■ PASSAGE
To welcome skittish newbies, many of them women, Tweed and Tokyo Smoke offer plenty of non-weed merch—branded hoodies, caps and T-shirts, scented candles, throw pillows, blankets—and the stores’ interiors were designed by Canopy execs with experience at fashion and apparel brands like Lululemon and Barneys. “We wanted a natural, home-away-from-home feel,” says Jessica Hay, Tweed’s creative lead, “so you’d want to stay and have a conversation.” But not partake: Canadian law does not (yet) permit consumption where cannabis is sold.

A post-harvest supervisor handles the product at Canopy’s main facility, near Ottawa. [Photo: Naomi Harris]
Many of the cannabis products themselves are suited for first-timers. Compared with U.S. dispensaries, Tweed and Tokyo Smoke feature an abundance of low-THC, high-CBD strains—the “session” ales of the weed world. “During prohibition, we tend to optimize for potency because we have to smuggle the product,” says Gertner. “So you drink moonshine, not beer and wine. With marijuana, there was incentive to grow product as strong as humanly possible.” Instead of using the typical intimidating, hypermasculinized street names for varietals (Trainwreck, Green Crack, BC Roadkill), Tweed strains now evoke the brand’s “tweed” theme (Donegal, Argyle, Houndstooth, Herringbone) plus whimsical pop-culture memes such as Boaty McBoatface. Tokyo Smoke’s house cannabis line has adopted a yoga-class-friendly nomenclature—Go, Rise, Equalize, Pause, and Ease.

Making women feel comfortable is a priority in the new cannabis landscape, says Felicia Snyder, SVP of growth at Hiku, who leads a team that’s 65% women, a shockingly high percentage in the weed industry. “The first customer at the door tends to be male, and they tend to be interested in high-THC flower [products],” she says. “But over time, with the introduction of different product formats [like vape pens and edibles, which will become legal for sale in Canada this year], it’ll change.” She says that bright interiors and Main Street locations are particularly important. “We don’t want to be in some dimly lit strip mall next to a money exchange. All those things matter.”

■ INFORMATION PROVIDED
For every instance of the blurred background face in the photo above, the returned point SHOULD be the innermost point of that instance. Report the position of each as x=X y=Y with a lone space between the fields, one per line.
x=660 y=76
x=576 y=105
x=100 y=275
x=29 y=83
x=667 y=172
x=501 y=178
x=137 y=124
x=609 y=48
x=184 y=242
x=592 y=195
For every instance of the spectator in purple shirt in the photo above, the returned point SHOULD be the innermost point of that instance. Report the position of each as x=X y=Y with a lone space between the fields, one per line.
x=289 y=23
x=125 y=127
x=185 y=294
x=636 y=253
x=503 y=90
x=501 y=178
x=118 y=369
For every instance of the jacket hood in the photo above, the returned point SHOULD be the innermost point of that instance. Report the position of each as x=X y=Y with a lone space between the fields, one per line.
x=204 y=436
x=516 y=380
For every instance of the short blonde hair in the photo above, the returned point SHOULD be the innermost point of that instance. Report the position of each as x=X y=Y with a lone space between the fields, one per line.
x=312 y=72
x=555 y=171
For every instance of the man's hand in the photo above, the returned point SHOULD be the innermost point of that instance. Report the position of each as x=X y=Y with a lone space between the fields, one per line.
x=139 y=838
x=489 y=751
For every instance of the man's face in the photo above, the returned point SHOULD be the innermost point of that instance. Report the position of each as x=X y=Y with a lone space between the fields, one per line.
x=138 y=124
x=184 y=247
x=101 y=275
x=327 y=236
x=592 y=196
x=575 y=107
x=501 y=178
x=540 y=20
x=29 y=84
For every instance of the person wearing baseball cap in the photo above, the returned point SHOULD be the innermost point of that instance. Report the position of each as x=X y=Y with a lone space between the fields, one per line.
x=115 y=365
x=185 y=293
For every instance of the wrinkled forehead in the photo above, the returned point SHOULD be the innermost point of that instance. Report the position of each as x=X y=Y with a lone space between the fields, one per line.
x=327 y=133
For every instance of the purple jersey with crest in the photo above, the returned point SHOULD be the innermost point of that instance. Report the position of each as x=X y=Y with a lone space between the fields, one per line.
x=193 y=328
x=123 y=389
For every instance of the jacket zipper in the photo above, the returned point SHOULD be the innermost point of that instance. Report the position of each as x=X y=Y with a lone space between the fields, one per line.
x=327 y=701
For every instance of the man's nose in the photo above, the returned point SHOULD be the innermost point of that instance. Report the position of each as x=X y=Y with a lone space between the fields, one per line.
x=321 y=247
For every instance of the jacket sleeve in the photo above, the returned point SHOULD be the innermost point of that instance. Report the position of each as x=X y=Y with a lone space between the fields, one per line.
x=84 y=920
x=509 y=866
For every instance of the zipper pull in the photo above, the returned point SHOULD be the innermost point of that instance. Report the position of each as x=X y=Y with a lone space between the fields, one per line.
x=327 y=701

■ WORK TASK 1
In the passage about cannabis retail, what percentage of the team led by Felicia Snyder is made up of women?
■ WORK TASK 2
From the passage about cannabis retail, transcribe everything from "To welcome skittish" down to "cannabis is sold.".

■ EXPECTED OUTPUT 1
65%

■ EXPECTED OUTPUT 2
To welcome skittish newbies, many of them women, Tweed and Tokyo Smoke offer plenty of non-weed merch—branded hoodies, caps and T-shirts, scented candles, throw pillows, blankets—and the stores’ interiors were designed by Canopy execs with experience at fashion and apparel brands like Lululemon and Barneys. “We wanted a natural, home-away-from-home feel,” says Jessica Hay, Tweed’s creative lead, “so you’d want to stay and have a conversation.” But not partake: Canadian law does not (yet) permit consumption where cannabis is sold.